__Stated goal 1__.
Write out the part of the forum thread below starting at "## Thundarr (Jul" and ending at "not won't matter.".
__Stated goal 2__.
Answer these questions using the forum thread below.
(a) Apart from finishing high school, what other option does the poster's daughter have?
(b) According to DoF, what will getting involved only damage?
(c) According to turnera, how much more attention does the friend still owe her kid at least?

__Passage provided__.
§
I also agree with EleGirl. Each kid has to find their way. Sometimes it's the pain of doing a menial job and living hand-to-mouth that finally makes them commit to something. 

My kid knows she has to finish high school OR take the GED and that this is her job right now. After that she can continue to live with me/my rules/eat my food but she has to be productive FULL TIME. She can work full time, go to school full time or do half and half (and the other half can be mow/clean/cook but not lay around all day). If she doesn't do any of that, she's out. I'm not providing a free ride through life. 

She owes it to him to start a dialog and listen to him. Ask what he wants to do. What he's interested in. Show she cares. If he doesn't know, take him to a career counselor. Research all kinds of jobs. If he needs several years to find out then he needs to work. Maybe he'll work his way right into something that suits him. If not he can keep trying new things. As long as he's not stagnant, that OK.


----------



## DoF (Mar 27, 2014)

No advice

Worry about your own life

She is paving her own road, if she wanted to change/help she would've adjusted treatment towards her son already. But she chooses to enable him.

By getting involved you will only damage your friendship.....assuming you want to continue to be friends with her of course. hehe


----------



## Thundarr (Jul 4, 2012)

DoF said:


> No advice
> 
> Worry about your own life
> 
> ...


You're right. Unless the friend actually asks for advice then saying much will have her defending herself and going into protection mode for her son. Rugs will be in the 'judgemental them' box. Whether it's good advice or not won't matter.


----------



## turnera (Jan 22, 2010)

the guy said:


> Giving advise to someone on how to parent is a lose lose situation.


Still, I never fail to point out that, once you have a kid, you give up YOUR needs until that kid is raised and out of the nest. She still owes her kid at least another 6 months of attention.


----------
§
__Dataset entries__.
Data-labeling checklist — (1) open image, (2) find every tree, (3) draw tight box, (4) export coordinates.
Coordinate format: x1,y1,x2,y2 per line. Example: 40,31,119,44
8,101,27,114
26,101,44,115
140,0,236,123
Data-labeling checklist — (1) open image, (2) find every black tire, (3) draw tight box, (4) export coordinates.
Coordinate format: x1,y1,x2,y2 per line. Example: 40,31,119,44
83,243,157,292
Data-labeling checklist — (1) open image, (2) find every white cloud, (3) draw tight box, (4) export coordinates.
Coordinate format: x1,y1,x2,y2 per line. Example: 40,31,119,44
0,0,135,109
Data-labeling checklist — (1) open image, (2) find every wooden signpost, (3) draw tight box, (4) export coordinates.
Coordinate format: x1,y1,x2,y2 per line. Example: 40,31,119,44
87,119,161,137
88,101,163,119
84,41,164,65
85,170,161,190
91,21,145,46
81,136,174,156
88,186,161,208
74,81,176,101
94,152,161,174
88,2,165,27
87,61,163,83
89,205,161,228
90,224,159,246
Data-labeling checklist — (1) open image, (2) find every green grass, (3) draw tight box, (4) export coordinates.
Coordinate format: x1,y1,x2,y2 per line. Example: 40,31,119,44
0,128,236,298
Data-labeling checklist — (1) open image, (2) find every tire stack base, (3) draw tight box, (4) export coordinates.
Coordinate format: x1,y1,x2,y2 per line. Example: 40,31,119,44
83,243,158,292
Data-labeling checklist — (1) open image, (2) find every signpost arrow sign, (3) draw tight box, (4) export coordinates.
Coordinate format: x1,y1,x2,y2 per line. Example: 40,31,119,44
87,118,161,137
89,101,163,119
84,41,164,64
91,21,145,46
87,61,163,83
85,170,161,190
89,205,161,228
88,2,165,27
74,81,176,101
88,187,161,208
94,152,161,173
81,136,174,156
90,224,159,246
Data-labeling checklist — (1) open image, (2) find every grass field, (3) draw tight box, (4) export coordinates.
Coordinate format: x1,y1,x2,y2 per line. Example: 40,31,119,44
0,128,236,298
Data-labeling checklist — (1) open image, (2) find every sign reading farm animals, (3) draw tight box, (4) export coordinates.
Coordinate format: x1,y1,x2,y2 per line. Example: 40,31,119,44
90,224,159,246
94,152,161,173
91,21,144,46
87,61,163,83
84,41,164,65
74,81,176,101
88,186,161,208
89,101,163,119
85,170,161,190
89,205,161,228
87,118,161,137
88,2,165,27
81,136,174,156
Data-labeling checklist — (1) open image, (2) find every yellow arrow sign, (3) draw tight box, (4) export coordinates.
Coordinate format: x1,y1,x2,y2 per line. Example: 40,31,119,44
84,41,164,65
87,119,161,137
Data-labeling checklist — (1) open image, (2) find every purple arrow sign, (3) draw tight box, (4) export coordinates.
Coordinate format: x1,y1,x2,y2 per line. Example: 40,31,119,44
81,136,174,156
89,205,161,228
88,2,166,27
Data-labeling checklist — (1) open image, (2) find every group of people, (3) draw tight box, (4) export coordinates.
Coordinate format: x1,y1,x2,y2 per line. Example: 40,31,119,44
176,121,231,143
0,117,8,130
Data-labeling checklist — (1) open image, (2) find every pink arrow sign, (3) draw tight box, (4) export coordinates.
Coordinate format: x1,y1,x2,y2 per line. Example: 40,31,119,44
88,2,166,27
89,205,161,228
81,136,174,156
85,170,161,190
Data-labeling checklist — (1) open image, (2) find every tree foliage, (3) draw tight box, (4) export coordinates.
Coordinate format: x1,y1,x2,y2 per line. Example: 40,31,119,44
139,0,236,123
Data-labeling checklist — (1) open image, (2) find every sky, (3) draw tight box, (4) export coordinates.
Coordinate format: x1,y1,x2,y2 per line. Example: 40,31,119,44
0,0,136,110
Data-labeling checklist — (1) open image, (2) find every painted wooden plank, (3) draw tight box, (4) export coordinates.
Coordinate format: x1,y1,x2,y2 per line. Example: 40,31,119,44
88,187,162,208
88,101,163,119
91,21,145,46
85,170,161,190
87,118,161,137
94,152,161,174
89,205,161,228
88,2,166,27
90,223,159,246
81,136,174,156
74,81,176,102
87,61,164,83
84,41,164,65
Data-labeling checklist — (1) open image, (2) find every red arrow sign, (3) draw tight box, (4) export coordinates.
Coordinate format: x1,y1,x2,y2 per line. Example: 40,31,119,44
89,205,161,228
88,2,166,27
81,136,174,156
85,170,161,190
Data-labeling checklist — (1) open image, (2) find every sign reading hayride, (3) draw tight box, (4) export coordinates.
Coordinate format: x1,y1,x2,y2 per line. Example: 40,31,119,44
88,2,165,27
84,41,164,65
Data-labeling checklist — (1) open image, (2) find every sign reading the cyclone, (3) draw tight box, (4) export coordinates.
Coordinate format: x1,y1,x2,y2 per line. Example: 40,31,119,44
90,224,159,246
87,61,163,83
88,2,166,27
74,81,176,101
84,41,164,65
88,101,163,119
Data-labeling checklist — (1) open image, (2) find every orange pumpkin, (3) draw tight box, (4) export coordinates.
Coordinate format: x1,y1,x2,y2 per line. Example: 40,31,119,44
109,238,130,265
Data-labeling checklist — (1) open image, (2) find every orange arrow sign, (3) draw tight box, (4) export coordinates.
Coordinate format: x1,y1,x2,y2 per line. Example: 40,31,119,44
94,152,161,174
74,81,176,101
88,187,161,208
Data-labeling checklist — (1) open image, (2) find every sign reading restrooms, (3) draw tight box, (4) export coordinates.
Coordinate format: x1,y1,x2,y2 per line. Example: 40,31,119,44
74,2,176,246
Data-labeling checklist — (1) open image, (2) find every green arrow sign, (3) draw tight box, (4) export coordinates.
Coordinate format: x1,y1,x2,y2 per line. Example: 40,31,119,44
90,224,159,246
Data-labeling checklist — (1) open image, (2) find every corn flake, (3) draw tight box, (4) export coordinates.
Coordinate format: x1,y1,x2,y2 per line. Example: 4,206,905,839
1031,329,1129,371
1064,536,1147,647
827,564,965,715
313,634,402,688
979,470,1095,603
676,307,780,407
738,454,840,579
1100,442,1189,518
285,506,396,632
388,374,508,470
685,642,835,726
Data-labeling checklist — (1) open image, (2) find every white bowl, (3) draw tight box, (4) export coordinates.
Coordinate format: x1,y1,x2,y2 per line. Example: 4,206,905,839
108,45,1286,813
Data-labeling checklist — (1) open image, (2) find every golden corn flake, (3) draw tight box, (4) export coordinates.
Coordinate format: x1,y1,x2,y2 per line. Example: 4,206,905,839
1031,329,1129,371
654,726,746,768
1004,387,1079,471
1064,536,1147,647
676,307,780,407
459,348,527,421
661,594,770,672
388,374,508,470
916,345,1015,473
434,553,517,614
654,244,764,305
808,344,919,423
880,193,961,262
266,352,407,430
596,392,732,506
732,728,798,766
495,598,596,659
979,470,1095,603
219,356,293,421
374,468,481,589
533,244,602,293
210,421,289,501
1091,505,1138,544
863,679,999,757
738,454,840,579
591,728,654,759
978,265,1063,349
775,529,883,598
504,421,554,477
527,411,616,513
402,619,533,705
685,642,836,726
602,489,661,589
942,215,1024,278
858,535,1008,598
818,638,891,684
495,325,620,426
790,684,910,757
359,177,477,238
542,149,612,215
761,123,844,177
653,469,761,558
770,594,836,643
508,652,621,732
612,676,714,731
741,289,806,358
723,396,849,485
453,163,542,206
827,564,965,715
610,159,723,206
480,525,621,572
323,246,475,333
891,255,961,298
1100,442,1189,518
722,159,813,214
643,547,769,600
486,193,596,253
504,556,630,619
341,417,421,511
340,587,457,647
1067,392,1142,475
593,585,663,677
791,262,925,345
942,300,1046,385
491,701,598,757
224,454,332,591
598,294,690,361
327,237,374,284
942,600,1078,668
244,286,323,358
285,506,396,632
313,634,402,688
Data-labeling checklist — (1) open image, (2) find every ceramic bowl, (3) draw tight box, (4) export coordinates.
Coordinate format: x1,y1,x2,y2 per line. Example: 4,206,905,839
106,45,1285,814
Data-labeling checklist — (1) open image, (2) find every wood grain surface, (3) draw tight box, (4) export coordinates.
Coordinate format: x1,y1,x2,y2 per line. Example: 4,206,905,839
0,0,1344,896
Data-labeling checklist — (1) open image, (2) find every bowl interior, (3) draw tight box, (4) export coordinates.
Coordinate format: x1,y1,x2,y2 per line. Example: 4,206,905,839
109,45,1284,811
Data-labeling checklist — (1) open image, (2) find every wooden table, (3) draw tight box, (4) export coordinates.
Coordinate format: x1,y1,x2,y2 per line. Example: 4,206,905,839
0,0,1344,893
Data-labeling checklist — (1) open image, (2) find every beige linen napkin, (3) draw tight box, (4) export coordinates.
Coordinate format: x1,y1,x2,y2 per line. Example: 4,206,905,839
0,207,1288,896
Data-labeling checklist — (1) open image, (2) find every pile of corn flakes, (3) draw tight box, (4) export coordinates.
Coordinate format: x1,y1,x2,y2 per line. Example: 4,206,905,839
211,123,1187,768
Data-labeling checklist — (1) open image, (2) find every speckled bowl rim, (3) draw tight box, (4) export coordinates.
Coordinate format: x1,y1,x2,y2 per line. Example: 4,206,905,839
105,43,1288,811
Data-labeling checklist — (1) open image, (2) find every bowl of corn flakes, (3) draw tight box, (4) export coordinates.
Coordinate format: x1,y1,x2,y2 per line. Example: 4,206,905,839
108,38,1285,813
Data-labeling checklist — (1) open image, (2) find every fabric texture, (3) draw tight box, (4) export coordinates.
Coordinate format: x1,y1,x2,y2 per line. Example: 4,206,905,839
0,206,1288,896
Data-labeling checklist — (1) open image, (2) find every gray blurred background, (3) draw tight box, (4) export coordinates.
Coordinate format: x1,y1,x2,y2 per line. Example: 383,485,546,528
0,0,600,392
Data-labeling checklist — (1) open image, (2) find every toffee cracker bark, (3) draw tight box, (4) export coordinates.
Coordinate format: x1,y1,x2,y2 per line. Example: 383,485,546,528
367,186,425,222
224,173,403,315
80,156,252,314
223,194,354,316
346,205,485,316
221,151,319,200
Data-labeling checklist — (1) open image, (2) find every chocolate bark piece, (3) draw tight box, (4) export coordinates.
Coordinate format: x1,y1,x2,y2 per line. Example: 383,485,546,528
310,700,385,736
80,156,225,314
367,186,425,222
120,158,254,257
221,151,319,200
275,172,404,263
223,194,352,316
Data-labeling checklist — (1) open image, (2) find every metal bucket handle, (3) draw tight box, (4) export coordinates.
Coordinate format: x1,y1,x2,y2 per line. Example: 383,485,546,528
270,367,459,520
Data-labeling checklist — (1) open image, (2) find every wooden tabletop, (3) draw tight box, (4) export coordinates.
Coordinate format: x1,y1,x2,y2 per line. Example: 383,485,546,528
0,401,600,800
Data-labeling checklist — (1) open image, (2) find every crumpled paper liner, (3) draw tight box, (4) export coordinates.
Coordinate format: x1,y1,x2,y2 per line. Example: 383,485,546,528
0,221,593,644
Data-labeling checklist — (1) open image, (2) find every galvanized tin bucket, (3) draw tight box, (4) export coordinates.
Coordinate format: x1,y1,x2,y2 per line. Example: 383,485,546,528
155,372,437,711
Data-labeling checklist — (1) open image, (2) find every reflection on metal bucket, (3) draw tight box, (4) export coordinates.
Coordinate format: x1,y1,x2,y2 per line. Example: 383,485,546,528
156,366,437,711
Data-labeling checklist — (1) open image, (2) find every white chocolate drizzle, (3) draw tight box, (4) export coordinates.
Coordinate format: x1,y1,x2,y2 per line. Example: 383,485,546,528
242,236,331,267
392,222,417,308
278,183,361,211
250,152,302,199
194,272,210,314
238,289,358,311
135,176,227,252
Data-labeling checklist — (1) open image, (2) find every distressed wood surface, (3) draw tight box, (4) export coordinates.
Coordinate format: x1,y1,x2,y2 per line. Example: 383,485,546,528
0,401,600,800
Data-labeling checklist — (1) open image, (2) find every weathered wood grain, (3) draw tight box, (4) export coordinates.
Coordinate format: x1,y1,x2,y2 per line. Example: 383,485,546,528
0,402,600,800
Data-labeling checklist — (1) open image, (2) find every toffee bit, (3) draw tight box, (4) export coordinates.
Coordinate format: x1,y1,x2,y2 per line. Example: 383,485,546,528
§
__Final answer 1__.
## Thundarr (Jul 4, 2012)

DoF said:


> No advice
> 
> Worry about your own life
> 
> ...


You're right. Unless the friend actually asks for advice then saying much will have her defending herself and going into protection mode for her son. Rugs will be in the 'judgemental them' box. Whether it's good advice or not won't matter.

__Final answer 2__.
(a) Taking the GED
(b) The friendship
(c) Another 6 months